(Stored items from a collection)
——

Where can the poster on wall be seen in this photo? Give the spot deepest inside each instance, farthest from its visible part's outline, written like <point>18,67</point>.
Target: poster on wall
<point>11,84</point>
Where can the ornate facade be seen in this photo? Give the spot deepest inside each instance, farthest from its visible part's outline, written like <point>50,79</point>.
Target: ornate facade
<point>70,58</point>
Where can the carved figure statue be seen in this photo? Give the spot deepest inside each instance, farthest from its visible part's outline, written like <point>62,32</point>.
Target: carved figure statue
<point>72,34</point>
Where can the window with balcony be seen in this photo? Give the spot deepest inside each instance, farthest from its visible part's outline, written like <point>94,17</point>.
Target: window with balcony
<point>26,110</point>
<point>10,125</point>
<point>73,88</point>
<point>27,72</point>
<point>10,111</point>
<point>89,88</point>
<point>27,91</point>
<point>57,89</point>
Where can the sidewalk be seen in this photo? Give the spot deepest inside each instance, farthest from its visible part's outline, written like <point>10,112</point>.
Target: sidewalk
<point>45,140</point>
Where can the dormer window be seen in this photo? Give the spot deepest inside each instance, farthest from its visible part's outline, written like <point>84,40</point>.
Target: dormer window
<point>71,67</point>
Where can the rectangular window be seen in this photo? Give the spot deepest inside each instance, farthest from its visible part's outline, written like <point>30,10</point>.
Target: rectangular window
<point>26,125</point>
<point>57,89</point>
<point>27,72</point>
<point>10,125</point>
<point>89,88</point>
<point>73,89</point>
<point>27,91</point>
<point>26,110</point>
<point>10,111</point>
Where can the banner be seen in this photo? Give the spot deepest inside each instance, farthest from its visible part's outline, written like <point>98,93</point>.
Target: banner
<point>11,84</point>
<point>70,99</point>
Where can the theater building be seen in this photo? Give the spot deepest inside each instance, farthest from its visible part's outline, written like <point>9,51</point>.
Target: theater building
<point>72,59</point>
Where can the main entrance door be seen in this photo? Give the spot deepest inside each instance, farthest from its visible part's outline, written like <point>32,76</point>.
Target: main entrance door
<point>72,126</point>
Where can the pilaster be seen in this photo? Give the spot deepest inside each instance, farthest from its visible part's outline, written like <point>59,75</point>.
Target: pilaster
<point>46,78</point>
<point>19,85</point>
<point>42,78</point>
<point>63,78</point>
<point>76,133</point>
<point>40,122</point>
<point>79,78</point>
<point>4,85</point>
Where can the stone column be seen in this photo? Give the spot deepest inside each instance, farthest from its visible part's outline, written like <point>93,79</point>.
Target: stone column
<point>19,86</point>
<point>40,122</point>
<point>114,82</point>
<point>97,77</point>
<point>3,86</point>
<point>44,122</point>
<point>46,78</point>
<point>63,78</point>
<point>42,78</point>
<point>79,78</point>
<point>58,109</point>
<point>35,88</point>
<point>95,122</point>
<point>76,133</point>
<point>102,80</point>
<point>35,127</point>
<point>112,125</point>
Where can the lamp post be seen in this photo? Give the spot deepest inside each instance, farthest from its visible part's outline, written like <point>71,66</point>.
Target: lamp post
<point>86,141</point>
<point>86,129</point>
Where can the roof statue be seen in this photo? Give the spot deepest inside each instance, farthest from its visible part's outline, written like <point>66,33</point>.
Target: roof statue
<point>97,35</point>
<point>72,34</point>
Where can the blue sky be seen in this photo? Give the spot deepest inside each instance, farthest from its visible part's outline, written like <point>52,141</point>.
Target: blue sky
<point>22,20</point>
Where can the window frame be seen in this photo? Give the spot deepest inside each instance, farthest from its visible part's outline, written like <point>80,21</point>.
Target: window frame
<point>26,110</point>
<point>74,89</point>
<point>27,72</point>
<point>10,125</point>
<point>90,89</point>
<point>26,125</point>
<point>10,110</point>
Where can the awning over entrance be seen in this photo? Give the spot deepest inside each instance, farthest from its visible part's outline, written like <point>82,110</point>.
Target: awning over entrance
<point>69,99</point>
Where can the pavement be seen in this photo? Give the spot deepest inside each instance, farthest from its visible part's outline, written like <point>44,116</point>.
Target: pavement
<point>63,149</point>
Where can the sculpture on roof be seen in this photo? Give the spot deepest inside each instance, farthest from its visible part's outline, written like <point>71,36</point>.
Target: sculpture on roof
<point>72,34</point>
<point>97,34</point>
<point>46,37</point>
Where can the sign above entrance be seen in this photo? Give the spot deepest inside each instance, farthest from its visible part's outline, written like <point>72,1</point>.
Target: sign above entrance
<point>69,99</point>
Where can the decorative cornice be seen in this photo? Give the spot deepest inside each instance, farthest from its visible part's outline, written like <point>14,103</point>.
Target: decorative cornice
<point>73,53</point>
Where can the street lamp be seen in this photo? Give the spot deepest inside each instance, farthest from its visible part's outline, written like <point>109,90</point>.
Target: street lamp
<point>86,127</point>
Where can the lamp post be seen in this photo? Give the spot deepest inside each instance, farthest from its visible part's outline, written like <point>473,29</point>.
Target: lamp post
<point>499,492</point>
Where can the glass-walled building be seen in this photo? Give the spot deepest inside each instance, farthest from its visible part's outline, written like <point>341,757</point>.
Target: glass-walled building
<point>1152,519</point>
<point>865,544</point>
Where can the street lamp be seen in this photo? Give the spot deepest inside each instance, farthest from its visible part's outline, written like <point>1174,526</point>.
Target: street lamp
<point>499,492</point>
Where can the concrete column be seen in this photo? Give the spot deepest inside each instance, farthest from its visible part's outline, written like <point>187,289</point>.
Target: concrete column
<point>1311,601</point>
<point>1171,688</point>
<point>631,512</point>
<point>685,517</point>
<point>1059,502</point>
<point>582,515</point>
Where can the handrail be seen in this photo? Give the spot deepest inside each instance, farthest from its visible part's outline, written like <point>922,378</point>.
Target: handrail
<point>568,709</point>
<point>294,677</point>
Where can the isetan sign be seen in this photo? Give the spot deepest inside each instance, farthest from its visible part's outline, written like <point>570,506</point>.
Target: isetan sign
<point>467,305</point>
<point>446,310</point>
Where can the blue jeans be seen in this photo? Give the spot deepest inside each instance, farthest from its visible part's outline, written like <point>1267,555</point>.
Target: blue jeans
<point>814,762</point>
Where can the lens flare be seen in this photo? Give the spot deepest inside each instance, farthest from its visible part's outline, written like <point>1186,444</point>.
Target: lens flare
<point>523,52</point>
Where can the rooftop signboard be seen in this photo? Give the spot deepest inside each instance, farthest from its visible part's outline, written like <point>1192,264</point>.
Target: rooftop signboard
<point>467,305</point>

——

Objective: Using the data above, reproduce every line exactly.

Solution for this task:
Where can the poster on wall be seen in this photo? Give the spot deepest inside each instance, farthest from its visible part's outline, written like <point>18,67</point>.
Target: poster on wall
<point>11,84</point>
Where can the ornate facade be seen in this photo? Give the spot deepest inside each instance, farthest from its visible part's outline, written like <point>50,79</point>.
Target: ornate facade
<point>70,58</point>
Where can the carved figure statue be seen in this photo? Give the spot deepest inside each instance, farthest from its visible part's outline, written like <point>62,32</point>.
Target: carved figure statue
<point>72,34</point>
Where can the window with balcony be seen in this photo? Give the spot deepest inside each instance, farthest from its visible part's outline, written like <point>94,17</point>.
Target: window with balcony
<point>26,110</point>
<point>10,125</point>
<point>73,88</point>
<point>27,72</point>
<point>10,111</point>
<point>89,88</point>
<point>27,91</point>
<point>57,89</point>
Where can the sidewalk be seen in this photo? Give the spot deepest inside each instance, farthest from its visible part's outline, written like <point>10,112</point>.
Target: sidewalk
<point>45,140</point>
Where can the dormer window be seen in this photo? Give the spot deepest inside each instance, farthest from its visible part's outline, written like <point>84,40</point>.
Target: dormer window
<point>71,67</point>
Where can the rectangular window be seen in this photo? Give the spot deepest inside each instance, farthest from its visible part's outline, written like <point>30,10</point>.
Target: rectangular window
<point>26,125</point>
<point>57,89</point>
<point>27,72</point>
<point>10,125</point>
<point>89,88</point>
<point>73,89</point>
<point>27,91</point>
<point>26,110</point>
<point>10,111</point>
Where can the banner be seen in this photo? Give the spot deepest inside each instance, farthest from its visible part's outline, written like <point>98,93</point>.
Target: banner
<point>11,84</point>
<point>70,99</point>
Where can the theater building be seen in this photo? Give the spot deepest inside each instance, farthest from its visible part's outline, written like <point>9,51</point>.
Target: theater building
<point>72,59</point>
Where can the main entrance door be seen in this photo? Give the spot deepest inside each instance, farthest from its visible part's outline, written like <point>32,76</point>.
Target: main entrance door
<point>72,126</point>
Where can the pilaster be seen in this photo? Give the spot deepest inside each instance, farthest from its visible part's outline, written like <point>59,75</point>.
Target: pilaster
<point>46,78</point>
<point>19,85</point>
<point>42,78</point>
<point>63,78</point>
<point>76,133</point>
<point>40,122</point>
<point>79,78</point>
<point>4,85</point>
Where can the stone column be seen in this photo? Give the spot deepest inside each instance, farthest from its visible part's outline, written like <point>93,79</point>.
Target: stone column
<point>19,86</point>
<point>40,122</point>
<point>114,82</point>
<point>97,77</point>
<point>3,86</point>
<point>44,122</point>
<point>46,78</point>
<point>63,78</point>
<point>42,78</point>
<point>79,78</point>
<point>58,109</point>
<point>35,88</point>
<point>95,122</point>
<point>76,133</point>
<point>102,80</point>
<point>35,127</point>
<point>112,125</point>
Where can the lamp post be seen in this photo? Give the spot deepest inside each instance, farthest from its visible part's outline, written like <point>71,66</point>.
Target: lamp post
<point>86,141</point>
<point>86,129</point>
Where can the roof statue be seen in this photo? Give the spot deepest inside each instance, farthest from its visible part's outline, written like <point>66,33</point>.
Target: roof statue
<point>97,35</point>
<point>72,34</point>
Where can the blue sky be seen in this photo? Give the spot deepest inside each instance, farthest from its visible part's outline, written like <point>52,141</point>.
Target: blue sky
<point>22,20</point>
Where can the window frame be seen in this photo? Give the spot deepest inside each instance, farthest from its visible part's outline, written like <point>80,21</point>.
Target: window frame
<point>26,110</point>
<point>74,89</point>
<point>27,72</point>
<point>10,125</point>
<point>90,89</point>
<point>26,125</point>
<point>10,110</point>
Where can the awning over entrance be seen in this photo? Give the spot deepest inside each instance, farthest from its visible part's outline, written like <point>82,110</point>.
Target: awning over entrance
<point>69,99</point>
Where can the pavement be seen in this photo? Give the spot deepest inside each instance, farthest from its visible part's outline, written like <point>44,116</point>.
Target: pavement
<point>63,149</point>
Where can the sculpture on roof be seen in this photo? Give the spot deepest inside each instance, farthest from its visible part's outline, written like <point>71,36</point>.
Target: sculpture on roof
<point>72,34</point>
<point>97,34</point>
<point>46,37</point>
Where can the sign above entrance be seen in this photo? Give the spot deepest inside each instance, farthest from its visible part's outline, written like <point>72,1</point>.
Target: sign above entrance
<point>69,99</point>
Where can the decorative cornice be seen in this photo? Give the spot deepest inside each instance, farthest from its visible part's outline, written like <point>14,103</point>.
Target: decorative cornice
<point>73,53</point>
Where can the street lamp be seen in this photo? Give the spot deepest inside each instance, farthest from its visible part's outline, written like <point>109,90</point>.
Target: street lamp
<point>86,127</point>
Where can the lamp post be seen in this photo? Give the spot deepest inside each instance, farthest from its visible part's outline, written like <point>473,29</point>.
Target: lamp post
<point>499,492</point>
Where can the glass-walled building be seen in this photo? Give the spot deepest inside each instance, farthest from its visible part's outline, written like <point>341,757</point>.
Target: glass-walled building
<point>1152,519</point>
<point>865,544</point>
Where can the street lamp be seen in this photo? Give the spot deepest inside each instance, farthest from its visible part's outline, written like <point>1174,526</point>.
Target: street lamp
<point>499,492</point>
Where can the concrete column be seen in this photo? Give the spot deepest inside each instance, farthest from its visible part's outline, written like <point>187,289</point>.
Target: concrete column
<point>1311,601</point>
<point>1171,688</point>
<point>631,512</point>
<point>685,517</point>
<point>1059,502</point>
<point>582,515</point>
Where can the handrail be seen in this photo? Give the spot deepest inside each instance, farthest from its visible part's outline, written like <point>922,378</point>.
Target: handrail
<point>568,709</point>
<point>294,677</point>
Where can the isetan sign be seen in this photo? Give the spot deepest inside each instance, farthest from its visible part's outline, written like <point>570,506</point>.
Target: isetan sign
<point>467,305</point>
<point>446,310</point>
Where can the blue jeans be seen in this photo? Give the spot deepest inside each instance, farthest from its visible part's outline, written like <point>1267,555</point>.
Target: blue jeans
<point>814,762</point>
Where can the lens flare be seen in this photo? Give the spot deepest inside each instance, farthest from its visible part's outline, written like <point>1186,444</point>.
Target: lens flare
<point>523,52</point>
Where can the rooftop signboard be seen in this photo? Give the spot deepest inside each instance, farthest from its visible part's outline, written like <point>1192,264</point>.
Target: rooftop signboard
<point>467,305</point>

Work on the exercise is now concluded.